BEGIN

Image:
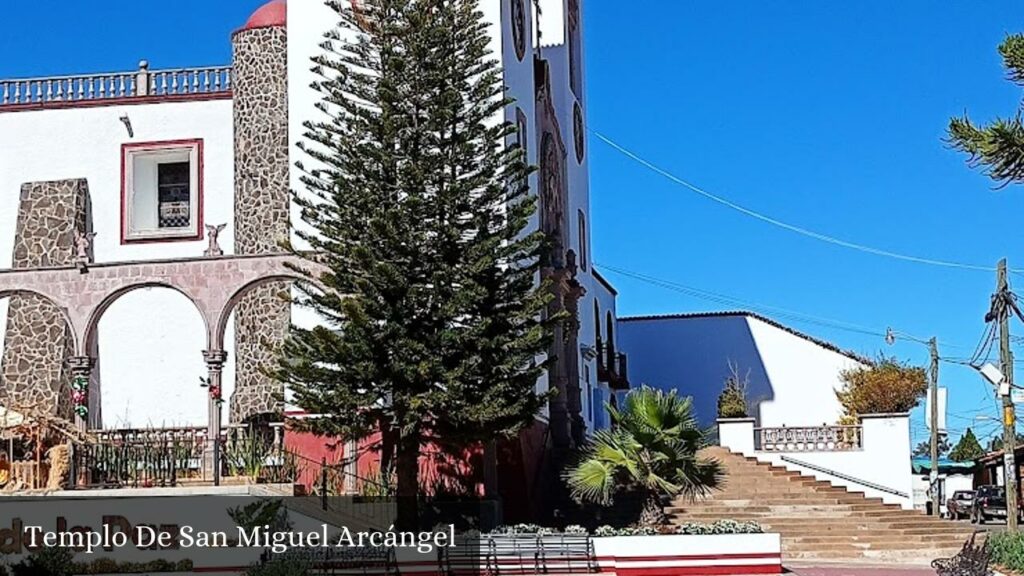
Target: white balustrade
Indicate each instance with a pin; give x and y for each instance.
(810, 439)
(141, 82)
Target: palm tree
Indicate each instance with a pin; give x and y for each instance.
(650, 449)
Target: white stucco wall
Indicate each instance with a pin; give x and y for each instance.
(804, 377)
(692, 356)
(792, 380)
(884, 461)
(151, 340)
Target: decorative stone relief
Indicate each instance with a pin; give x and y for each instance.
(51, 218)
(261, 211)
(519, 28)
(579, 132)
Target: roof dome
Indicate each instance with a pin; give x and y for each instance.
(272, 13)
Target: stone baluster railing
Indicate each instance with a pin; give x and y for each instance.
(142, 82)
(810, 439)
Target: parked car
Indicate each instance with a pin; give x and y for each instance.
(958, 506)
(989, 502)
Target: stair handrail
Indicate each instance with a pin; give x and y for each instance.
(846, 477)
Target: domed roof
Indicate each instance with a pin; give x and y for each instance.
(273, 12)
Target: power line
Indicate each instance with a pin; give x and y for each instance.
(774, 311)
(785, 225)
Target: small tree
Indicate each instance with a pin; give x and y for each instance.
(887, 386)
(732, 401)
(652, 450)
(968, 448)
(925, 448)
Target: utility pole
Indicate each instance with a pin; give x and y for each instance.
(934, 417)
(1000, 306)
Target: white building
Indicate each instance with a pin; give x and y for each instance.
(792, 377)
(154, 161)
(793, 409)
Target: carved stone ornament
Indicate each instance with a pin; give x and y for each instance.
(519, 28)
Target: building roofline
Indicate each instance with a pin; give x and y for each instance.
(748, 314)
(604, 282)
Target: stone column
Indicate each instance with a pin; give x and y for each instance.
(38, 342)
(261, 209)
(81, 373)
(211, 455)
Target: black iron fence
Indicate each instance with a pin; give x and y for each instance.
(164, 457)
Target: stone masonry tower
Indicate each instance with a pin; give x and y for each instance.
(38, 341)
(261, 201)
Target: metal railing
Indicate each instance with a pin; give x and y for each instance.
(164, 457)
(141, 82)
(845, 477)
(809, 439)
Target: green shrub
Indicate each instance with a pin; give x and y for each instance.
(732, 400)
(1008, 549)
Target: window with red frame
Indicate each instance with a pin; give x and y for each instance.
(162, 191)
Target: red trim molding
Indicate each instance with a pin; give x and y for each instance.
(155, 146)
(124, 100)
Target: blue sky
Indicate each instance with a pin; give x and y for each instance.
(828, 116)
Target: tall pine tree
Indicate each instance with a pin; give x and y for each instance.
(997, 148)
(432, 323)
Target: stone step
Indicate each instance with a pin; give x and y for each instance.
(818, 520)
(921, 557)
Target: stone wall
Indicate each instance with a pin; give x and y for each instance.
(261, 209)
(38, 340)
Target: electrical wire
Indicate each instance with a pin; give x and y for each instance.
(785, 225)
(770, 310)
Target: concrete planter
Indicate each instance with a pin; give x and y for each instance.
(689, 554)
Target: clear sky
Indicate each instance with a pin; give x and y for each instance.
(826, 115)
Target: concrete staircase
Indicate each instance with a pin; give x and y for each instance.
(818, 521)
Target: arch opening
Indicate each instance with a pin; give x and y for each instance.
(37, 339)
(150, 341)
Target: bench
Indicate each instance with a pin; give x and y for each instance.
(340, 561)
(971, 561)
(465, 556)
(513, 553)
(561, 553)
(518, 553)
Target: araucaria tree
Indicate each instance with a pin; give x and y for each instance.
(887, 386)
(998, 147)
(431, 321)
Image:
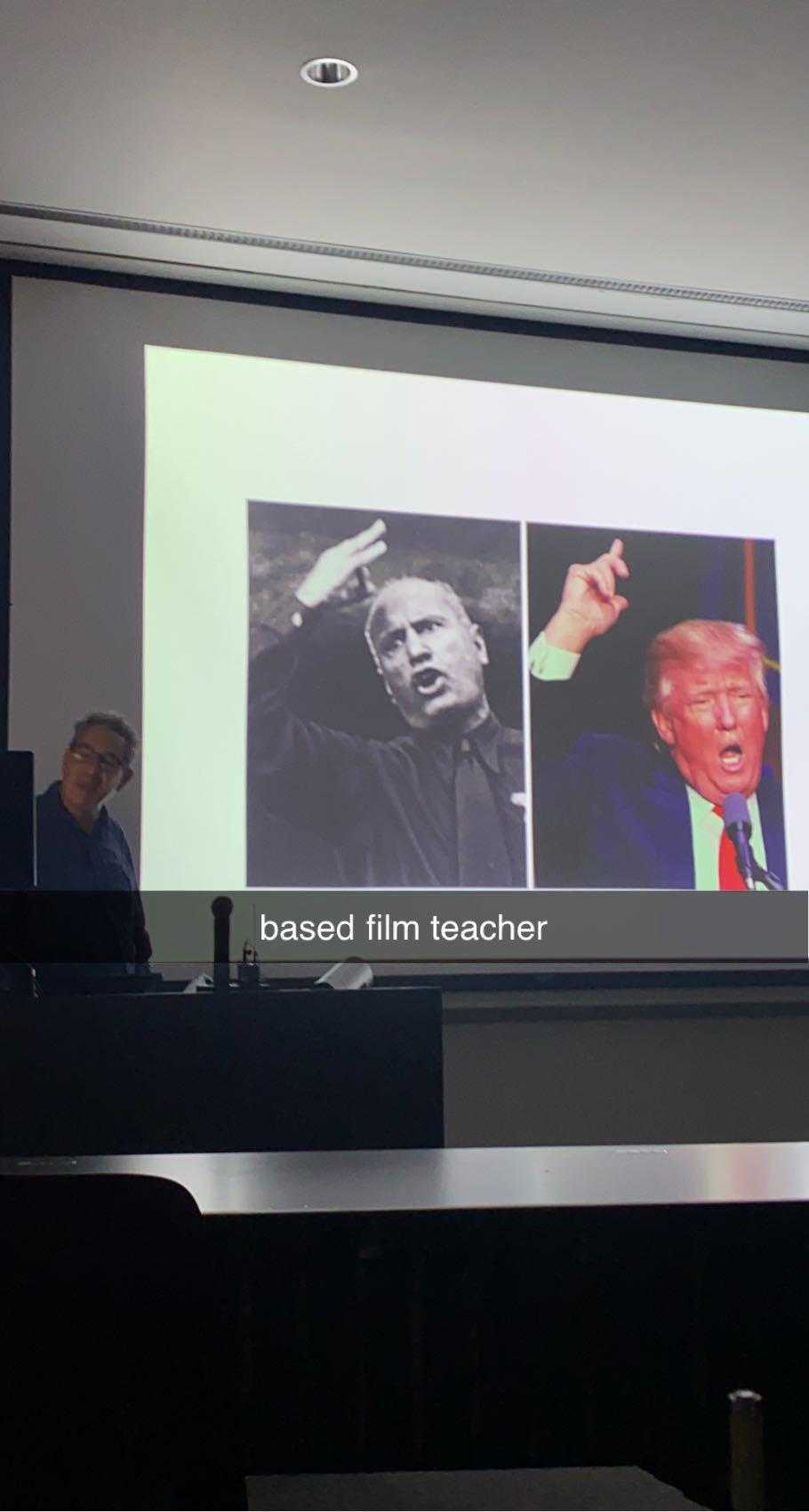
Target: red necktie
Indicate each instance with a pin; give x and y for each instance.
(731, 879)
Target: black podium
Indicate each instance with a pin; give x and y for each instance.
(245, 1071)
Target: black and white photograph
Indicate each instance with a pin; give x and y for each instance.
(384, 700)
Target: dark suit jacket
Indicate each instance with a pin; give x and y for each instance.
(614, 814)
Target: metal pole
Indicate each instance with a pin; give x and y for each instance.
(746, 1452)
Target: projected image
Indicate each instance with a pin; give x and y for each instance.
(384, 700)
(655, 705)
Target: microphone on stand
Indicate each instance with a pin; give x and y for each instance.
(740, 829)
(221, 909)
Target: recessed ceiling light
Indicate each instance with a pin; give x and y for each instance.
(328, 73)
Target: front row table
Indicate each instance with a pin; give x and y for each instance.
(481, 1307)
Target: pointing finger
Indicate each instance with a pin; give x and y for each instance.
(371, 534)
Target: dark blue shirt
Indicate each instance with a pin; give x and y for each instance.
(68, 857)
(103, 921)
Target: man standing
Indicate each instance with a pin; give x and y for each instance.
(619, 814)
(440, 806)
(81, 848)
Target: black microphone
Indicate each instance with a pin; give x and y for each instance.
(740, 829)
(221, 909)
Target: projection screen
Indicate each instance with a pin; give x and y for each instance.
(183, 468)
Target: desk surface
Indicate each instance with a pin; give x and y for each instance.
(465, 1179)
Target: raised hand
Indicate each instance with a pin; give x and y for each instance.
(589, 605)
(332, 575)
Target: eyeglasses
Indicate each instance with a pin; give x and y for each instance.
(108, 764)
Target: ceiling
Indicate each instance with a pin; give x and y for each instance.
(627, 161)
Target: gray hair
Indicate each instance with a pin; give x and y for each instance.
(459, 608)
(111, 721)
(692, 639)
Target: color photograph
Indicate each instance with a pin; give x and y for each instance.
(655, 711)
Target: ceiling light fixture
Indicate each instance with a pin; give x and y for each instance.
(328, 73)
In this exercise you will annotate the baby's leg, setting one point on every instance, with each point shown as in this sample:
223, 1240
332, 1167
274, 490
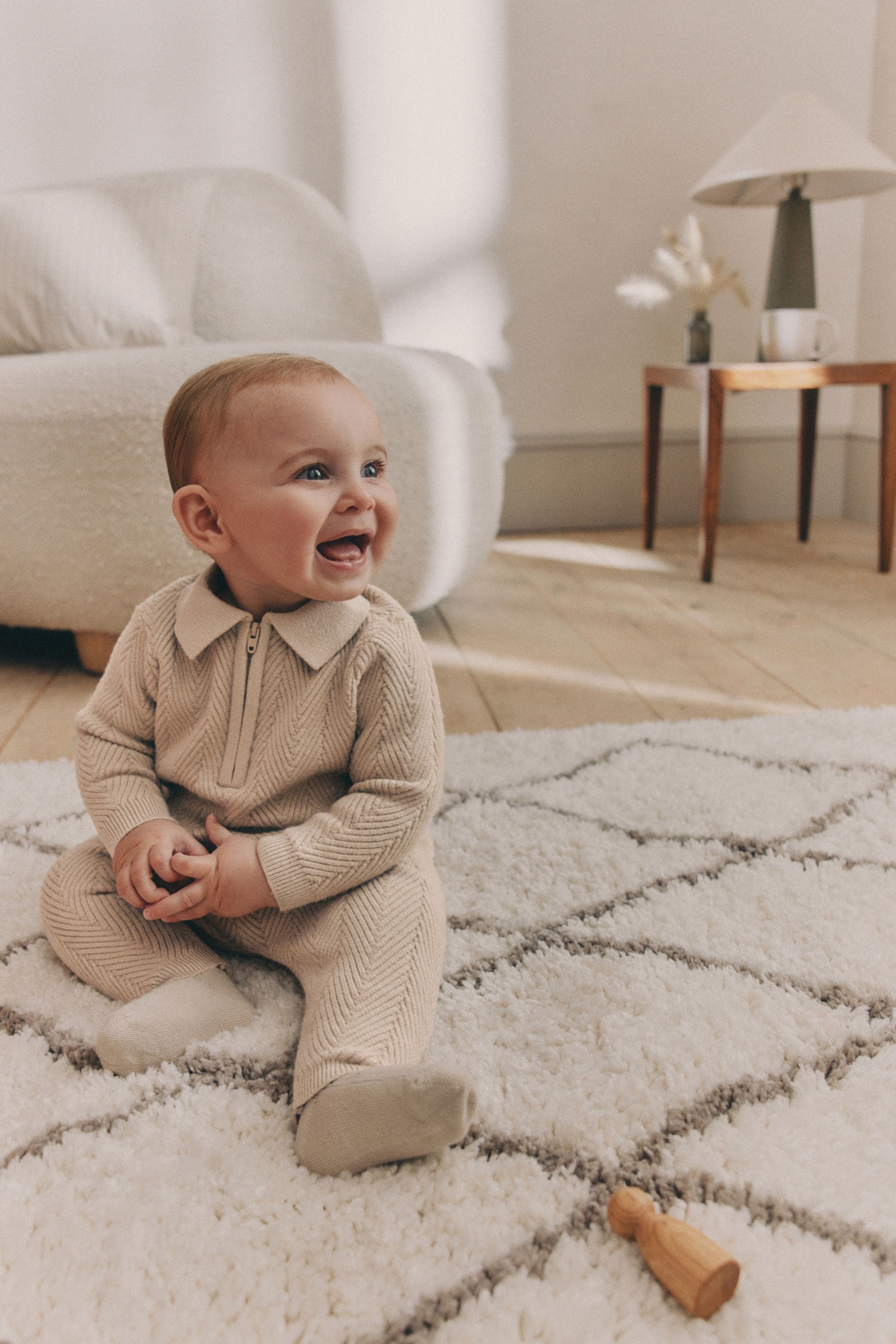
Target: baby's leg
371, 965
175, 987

END

ACTION ITEM
Transcribe the material exactly, and leave out whatever pictures it holds.

TASK ANSWER
Image:
Target: white balustrade
Indicate each instance with a pin; give x and y for each instance.
(810, 439)
(141, 82)
Target: palm tree
Indicate each instance with a pin; give x and y for each instance.
(650, 449)
Target: white stucco wall
Indicate each instance with a pin; give x and y for each instance.
(804, 377)
(692, 356)
(792, 380)
(884, 461)
(151, 340)
Target: decorative stone relief
Indicate each instance with a pin; give x and y for each instance.
(51, 218)
(261, 211)
(519, 28)
(579, 132)
Target: roof dome
Indicate each instance with a pin; give x and y for each instance.
(272, 13)
Target: stone baluster railing
Indicate each instance with a pin; give x and y for each instance.
(142, 82)
(810, 439)
Target: parked car
Indicate each instance with a pin; give x and y for each instance.
(958, 506)
(989, 502)
Target: stair handrail
Indicate each instance with a pin; give x and y for each instance.
(846, 477)
Target: domed roof
Indicate each instance with a pin; give x and y for each instance.
(273, 12)
Target: power line
Indicate each instance with a pin; give x and y for each instance.
(774, 311)
(785, 225)
Target: small tree
Indicate each instance with a pin; give x and y for each instance.
(887, 386)
(732, 401)
(652, 450)
(968, 448)
(925, 448)
Target: utility pole
Indicate each instance with a pin; give x and y for each instance.
(934, 417)
(1000, 306)
Target: white building
Indicate each instance with a pin; give x and y for each instance.
(792, 377)
(154, 161)
(793, 409)
Target: carved stone ornament
Indicate each instance with a pin; give x and y for each instance.
(519, 28)
Target: building roofline
Indicate each instance with a pin; give x and y for each instance.
(748, 314)
(604, 282)
Target: stone column
Indicate each instance with a pin; give x and y for each instance.
(38, 342)
(261, 209)
(81, 373)
(211, 455)
Target: black iron fence
Indicate each instance with a pin; give x and y for each instance.
(164, 457)
Target: stone masonry tower
Indicate each instance with a pin; give x and y for each instance.
(38, 341)
(261, 201)
Target: metal railing
Indicate each instance with a pin; give x and y for each instance.
(164, 457)
(141, 82)
(845, 477)
(809, 439)
Target: green shrub
Indicate each instance with a pin; give x and y for each instance.
(732, 400)
(1008, 549)
Target: window with red frame
Indicate each instance with a pin; give x and y for each instance.
(162, 191)
Target: red trim molding
Indicate each instance with a pin; give x and y for each instance.
(155, 146)
(124, 100)
Target: blue sky
Indicate each instance with a pin; give x and y for each instance.
(828, 116)
Target: tall pine tree
Indicate each instance with a pin; give x and y for each instance.
(997, 148)
(432, 323)
Target: stone step
Indicate each instance with a pin; give x and y for each instance.
(818, 520)
(921, 557)
Target: stone wall
Indicate each instance with a pin; give x and y for each instance.
(261, 209)
(38, 340)
Target: electrical wire
Indicate each instance with a pin; give x and y for each instance.
(785, 225)
(770, 310)
Target: concrete planter
Indicate each instance with a pin; give x and y for each instance.
(689, 554)
Target: clear sky
Indicate each instance with a pin; give x and y for each instance.
(826, 115)
Target: concrete staircase
Indicate each instance with a pin; give x and y for each instance.
(818, 521)
Target: arch opening
Indicate each instance with a pin; give x and y for each instance.
(37, 339)
(150, 341)
Target: bench
Indicate each instance with a pin; give x and y for each instance.
(340, 561)
(971, 561)
(465, 556)
(513, 553)
(561, 553)
(518, 553)
Target: araucaria tree
Indicate each instance with a pin; give x and y for each instance.
(887, 386)
(998, 147)
(431, 321)
Image:
Target: red necktie
Indicate each instance with a pin; give x and y for each instance.
(731, 879)
Target: black podium
Indicate each instance with a pin; give x and y for each instance.
(245, 1071)
Target: black and white photograph
Indicate each instance with a pin; give x and y for each instance.
(384, 700)
Target: dark suit jacket
Indicate each instance with a pin; give x and y for each instance.
(614, 814)
Target: metal pole
Indicate each instance with a pin; give x and y for each instance.
(746, 1452)
Target: projected image
Indicate each instance with a pin; give x and y for each instance.
(384, 700)
(655, 705)
Target: microphone on stand
Indicate each instance with a pin; give x and y for each instance.
(740, 829)
(221, 909)
Target: recessed ceiling light
Indicate each instance with a pin; give x and y for each instance.
(328, 73)
Target: front row table
Indicate each instance with a pin; give x and y for each instance.
(481, 1307)
Target: pointing finger
Indicate each instance with a pin; give x and y for each instance.
(371, 534)
Target: dark blue shirt
Indicate each instance with a pin; give x and y for each instance.
(68, 857)
(103, 921)
Target: man standing
Indicate each instance with a pin; give x and y for each instance.
(619, 814)
(440, 806)
(81, 848)
Target: black microphone
Indicate each instance with a pin; give x and y for each instance.
(740, 829)
(221, 909)
Target: projection screen
Indicate each instance with a pin; give x and y for each instance.
(183, 468)
Target: desk surface
Indicate each instance with a pin; give x and y for each instance.
(465, 1179)
Target: raised hand
Indicate each instance with a pin; give x and y for each instance.
(589, 605)
(332, 575)
Target: eyeglasses
Indicate each instance with a pin; give x and y for each instance.
(108, 764)
Target: ceiling
Indicate each instance with a pin; give x and y for each instance.
(627, 161)
Target: gray hair
Indicate each instance with a pin; give x and y for each instance.
(459, 608)
(111, 721)
(692, 639)
Target: color photograph
Indicate each instance with a pin; give x and y for each instance.
(655, 711)
Target: ceiling light fixture
Indicate each instance with a pin; give x and y for each instance.
(328, 73)
In this exercise you will annotate the baby's leg, setting one point on every instance, with each point shown as in this sample:
223, 1240
332, 1167
274, 490
Target: baby's leg
371, 965
175, 987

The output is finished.